Brief >> Output each entry verbatim and exclude every picture from it.

Location identification items >>
══════════════════════════════

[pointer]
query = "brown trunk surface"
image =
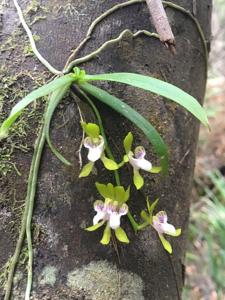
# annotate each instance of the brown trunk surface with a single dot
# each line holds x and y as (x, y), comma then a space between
(70, 263)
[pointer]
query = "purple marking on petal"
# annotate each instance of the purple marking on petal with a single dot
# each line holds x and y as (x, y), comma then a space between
(139, 152)
(123, 210)
(162, 216)
(99, 206)
(88, 142)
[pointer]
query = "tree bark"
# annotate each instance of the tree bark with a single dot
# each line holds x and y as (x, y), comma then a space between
(70, 263)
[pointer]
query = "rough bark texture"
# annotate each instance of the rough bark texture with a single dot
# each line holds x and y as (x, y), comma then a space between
(69, 262)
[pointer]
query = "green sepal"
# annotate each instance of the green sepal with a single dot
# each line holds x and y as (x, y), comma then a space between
(178, 232)
(121, 235)
(79, 74)
(127, 194)
(145, 216)
(127, 142)
(151, 207)
(106, 236)
(166, 244)
(91, 129)
(86, 170)
(95, 227)
(125, 158)
(109, 163)
(155, 170)
(119, 193)
(138, 180)
(102, 189)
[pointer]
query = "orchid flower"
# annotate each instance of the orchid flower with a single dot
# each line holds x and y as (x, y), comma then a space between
(159, 222)
(110, 212)
(137, 161)
(95, 144)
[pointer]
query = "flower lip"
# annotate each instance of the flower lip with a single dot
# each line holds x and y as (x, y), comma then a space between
(160, 224)
(137, 159)
(109, 211)
(139, 152)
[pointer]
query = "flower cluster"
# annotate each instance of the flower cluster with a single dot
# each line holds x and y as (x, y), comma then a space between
(160, 224)
(110, 211)
(95, 144)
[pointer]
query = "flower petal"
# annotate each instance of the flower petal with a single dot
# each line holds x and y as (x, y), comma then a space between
(95, 149)
(109, 163)
(95, 227)
(98, 217)
(86, 170)
(144, 164)
(106, 236)
(162, 216)
(139, 152)
(168, 229)
(165, 244)
(138, 179)
(127, 143)
(123, 210)
(140, 163)
(114, 220)
(99, 206)
(121, 235)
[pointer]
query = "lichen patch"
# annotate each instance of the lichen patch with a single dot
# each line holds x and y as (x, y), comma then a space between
(102, 280)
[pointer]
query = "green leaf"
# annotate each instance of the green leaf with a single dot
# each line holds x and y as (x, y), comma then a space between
(121, 235)
(91, 129)
(152, 207)
(128, 141)
(145, 216)
(111, 191)
(106, 236)
(54, 100)
(119, 193)
(95, 227)
(159, 87)
(138, 180)
(155, 170)
(40, 92)
(109, 163)
(132, 115)
(86, 170)
(127, 194)
(103, 190)
(165, 244)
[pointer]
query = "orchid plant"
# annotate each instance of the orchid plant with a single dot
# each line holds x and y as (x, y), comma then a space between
(110, 211)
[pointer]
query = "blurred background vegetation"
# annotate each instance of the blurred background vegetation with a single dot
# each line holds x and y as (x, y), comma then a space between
(205, 259)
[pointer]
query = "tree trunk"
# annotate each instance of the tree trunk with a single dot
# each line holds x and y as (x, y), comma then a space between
(69, 262)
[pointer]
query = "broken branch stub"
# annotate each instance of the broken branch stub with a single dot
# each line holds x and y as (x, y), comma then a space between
(161, 23)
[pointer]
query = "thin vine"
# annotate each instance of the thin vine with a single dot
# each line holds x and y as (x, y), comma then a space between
(33, 175)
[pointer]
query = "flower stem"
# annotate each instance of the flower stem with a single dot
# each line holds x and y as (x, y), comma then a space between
(99, 119)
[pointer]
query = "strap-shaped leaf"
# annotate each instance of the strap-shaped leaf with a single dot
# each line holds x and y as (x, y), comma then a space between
(159, 87)
(55, 99)
(40, 92)
(132, 115)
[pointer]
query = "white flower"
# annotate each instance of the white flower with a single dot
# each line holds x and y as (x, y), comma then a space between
(95, 147)
(138, 161)
(109, 211)
(160, 224)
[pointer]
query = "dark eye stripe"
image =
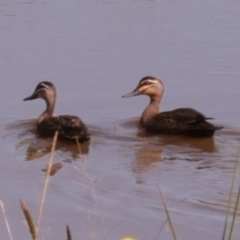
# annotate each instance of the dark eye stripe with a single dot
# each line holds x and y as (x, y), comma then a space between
(144, 83)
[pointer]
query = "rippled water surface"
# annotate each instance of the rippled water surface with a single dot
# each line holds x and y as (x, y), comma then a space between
(94, 52)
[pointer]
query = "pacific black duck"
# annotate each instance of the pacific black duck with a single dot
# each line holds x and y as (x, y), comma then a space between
(68, 127)
(181, 121)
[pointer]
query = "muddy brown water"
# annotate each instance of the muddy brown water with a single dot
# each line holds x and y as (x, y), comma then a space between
(94, 52)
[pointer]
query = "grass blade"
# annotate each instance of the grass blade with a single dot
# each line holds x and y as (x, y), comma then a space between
(6, 221)
(29, 220)
(168, 215)
(69, 236)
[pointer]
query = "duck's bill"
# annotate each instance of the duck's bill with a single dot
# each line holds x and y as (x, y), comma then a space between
(132, 94)
(33, 96)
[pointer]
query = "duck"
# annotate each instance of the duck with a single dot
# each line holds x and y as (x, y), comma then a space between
(181, 121)
(69, 127)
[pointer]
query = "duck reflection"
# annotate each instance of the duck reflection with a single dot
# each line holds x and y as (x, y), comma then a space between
(39, 147)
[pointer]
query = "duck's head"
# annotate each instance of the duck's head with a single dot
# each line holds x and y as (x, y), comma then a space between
(45, 90)
(150, 86)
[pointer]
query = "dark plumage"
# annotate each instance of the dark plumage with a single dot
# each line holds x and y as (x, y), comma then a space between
(68, 127)
(181, 121)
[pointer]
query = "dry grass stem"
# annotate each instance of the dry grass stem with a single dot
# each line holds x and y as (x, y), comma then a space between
(46, 182)
(91, 186)
(234, 215)
(69, 236)
(6, 221)
(29, 220)
(168, 215)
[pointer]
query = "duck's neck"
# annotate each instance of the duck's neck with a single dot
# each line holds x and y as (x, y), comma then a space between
(49, 112)
(150, 111)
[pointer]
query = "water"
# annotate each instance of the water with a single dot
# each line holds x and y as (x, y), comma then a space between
(94, 52)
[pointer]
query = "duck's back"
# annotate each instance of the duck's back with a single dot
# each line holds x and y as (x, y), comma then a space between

══════════════════════════════

Exercise answer >>
[pointer]
query = "brown trunk surface"
image =
# annotate each instance of the brown trunk surface with a single dot
# each line holds x and y as (x, y), comma then a space between
(70, 263)
[pointer]
query = "purple marking on petal"
# annotate each instance of the purple marking on petal with a single dot
# each line holds x and y as (x, y), comma then a space between
(139, 152)
(123, 210)
(162, 216)
(99, 206)
(88, 142)
[pointer]
query = "tree bark"
# annotate each instance of the tree bark with a single dot
# each line holds x and y as (x, y), comma then a space between
(70, 263)
[pointer]
query = "rough bark texture"
# annotate each instance of the rough bark texture with a single dot
# each line holds x and y as (x, y), comma then a space between
(69, 262)
[pointer]
query = "green sepal"
# annotate each instance of the green sepal with a single dot
# each line holds x and y as (x, y), comma then a space between
(178, 232)
(121, 235)
(79, 74)
(127, 194)
(145, 216)
(127, 142)
(151, 207)
(106, 236)
(166, 244)
(91, 129)
(86, 170)
(95, 227)
(125, 158)
(109, 163)
(155, 170)
(119, 193)
(138, 180)
(102, 189)
[pointer]
query = "orchid flower"
# annotate each instance of the orchid flower with a single dot
# each line holds x and y as (x, y), comma then a space between
(159, 222)
(110, 212)
(137, 161)
(95, 144)
[pointer]
query = "flower lip"
# annotate each instance of the flower lip with a single dot
# each line holds x and y as (x, y), comma then a space between
(160, 224)
(137, 159)
(109, 211)
(139, 152)
[pointer]
query = "flower cluster"
# annotate each instance of the flower cluster with a single dot
# each line holds x and y as (x, y), comma then a space between
(160, 224)
(110, 211)
(95, 144)
[pointer]
query = "flower petal"
# annotate each instance of the flower petal with a single dot
# each line holds x and y as (x, y), comma then a space between
(95, 149)
(109, 163)
(95, 227)
(98, 217)
(86, 170)
(144, 164)
(106, 236)
(162, 216)
(139, 152)
(168, 229)
(165, 244)
(138, 179)
(127, 143)
(123, 210)
(140, 163)
(114, 220)
(99, 206)
(121, 235)
[pointer]
query = "lichen patch"
# annotate each instance of the lichen patch with a single dot
# each line holds x and y as (x, y), comma then a space between
(102, 280)
[pointer]
query = "green leaf"
# annotate each instance of the green leaf with a single dot
# each line holds x and y as (x, y), comma then a space between
(121, 235)
(91, 129)
(152, 207)
(128, 141)
(145, 216)
(111, 191)
(106, 236)
(54, 100)
(119, 193)
(95, 227)
(159, 87)
(138, 180)
(155, 170)
(40, 92)
(109, 163)
(132, 115)
(86, 170)
(127, 194)
(103, 190)
(165, 244)
[pointer]
query = "orchid plant"
# annotate each instance of the orchid plant with a single dot
# each line holds x and y as (x, y), comma then a space between
(110, 211)
[pointer]
query = "blurred background vegetation"
# annotate each instance of the blurred background vegetation with a single dot
# each line holds x and y as (x, y), comma then a space between
(205, 259)
[pointer]
query = "tree trunk"
# annotate each instance of the tree trunk with a single dot
# each line holds x and y as (x, y), comma then a space between
(69, 262)
[pointer]
query = "broken branch stub"
# annotate each instance of the broken branch stub with a single dot
# each line holds x and y as (x, y), comma then a space between
(161, 23)
[pointer]
query = "thin vine"
# annotate each instance of the thin vine with a single dot
# each line holds x and y as (x, y), comma then a space between
(33, 175)
[pointer]
query = "flower stem"
# annotate each instance of the flower stem with a single dot
# each line holds x and y as (x, y), comma then a space between
(99, 119)
[pointer]
query = "strap-shaped leaf"
# annotate each instance of the strap-shaped leaf with a single dot
# each line holds x and y as (x, y), comma then a space between
(159, 87)
(55, 99)
(40, 92)
(132, 115)
[pointer]
query = "white flower"
# annotate each instance of the white flower with a single dot
# each line holds x and y as (x, y), comma then a space between
(95, 147)
(138, 161)
(109, 211)
(160, 224)
[pointer]
query = "dark eye stripe"
image =
# annotate each instance of the dark eye stripe with a single dot
# each line holds x and y as (x, y), comma then a space between
(144, 83)
[pointer]
query = "rippled water surface"
# annotate each instance of the rippled water surface with a single dot
# each line holds x and y as (x, y), comma then a space between
(94, 52)
[pointer]
query = "pacific black duck"
# annotate each instance of the pacific black duck with a single dot
# each line holds x and y as (x, y), comma then a space between
(68, 127)
(181, 121)
[pointer]
query = "muddy brown water"
# annotate each instance of the muddy brown water with a single dot
# each line holds x and y as (x, y), comma then a space between
(94, 52)
[pointer]
query = "grass blade"
# annotate each instance of the grass blade with a single dot
# each line holds x and y as (x, y), comma then a space between
(6, 221)
(29, 220)
(168, 215)
(69, 236)
[pointer]
query = "duck's bill"
# annotate each instance of the duck's bill with a single dot
# each line holds x and y as (x, y), comma then a space between
(132, 94)
(33, 96)
[pointer]
query = "duck"
# annotate each instance of the duck with a single dot
# each line holds x and y as (x, y), comma then a space between
(181, 121)
(69, 127)
[pointer]
query = "duck reflection"
# annotate each instance of the duck reflection with a single dot
# each line holds x and y as (x, y), comma then a space between
(39, 147)
[pointer]
query = "duck's head"
# annotate each instance of the duck's head with a single dot
# each line holds x and y as (x, y), comma then a space between
(45, 90)
(150, 86)
[pointer]
query = "dark plumage"
# annotate each instance of the dark plumage with a single dot
# each line holds x and y as (x, y), comma then a space between
(68, 127)
(181, 121)
[pointer]
query = "dry grass stem"
# annotate each instance of the dry grass stem with a single dot
# each line holds x and y as (x, y), comma then a space between
(46, 182)
(91, 186)
(234, 215)
(69, 236)
(6, 221)
(29, 220)
(168, 215)
[pointer]
query = "duck's neck"
# annotate each instance of the duck's neck with a single dot
# each line holds x and y as (x, y), comma then a space between
(49, 112)
(150, 111)
[pointer]
query = "water"
# annotate each instance of the water with a single dot
# each line holds x and y as (x, y), comma then a space between
(94, 52)
[pointer]
query = "duck's back"
# annotate each instance of the duck's back with a single dot
# each line holds x and y as (x, y), comma then a space between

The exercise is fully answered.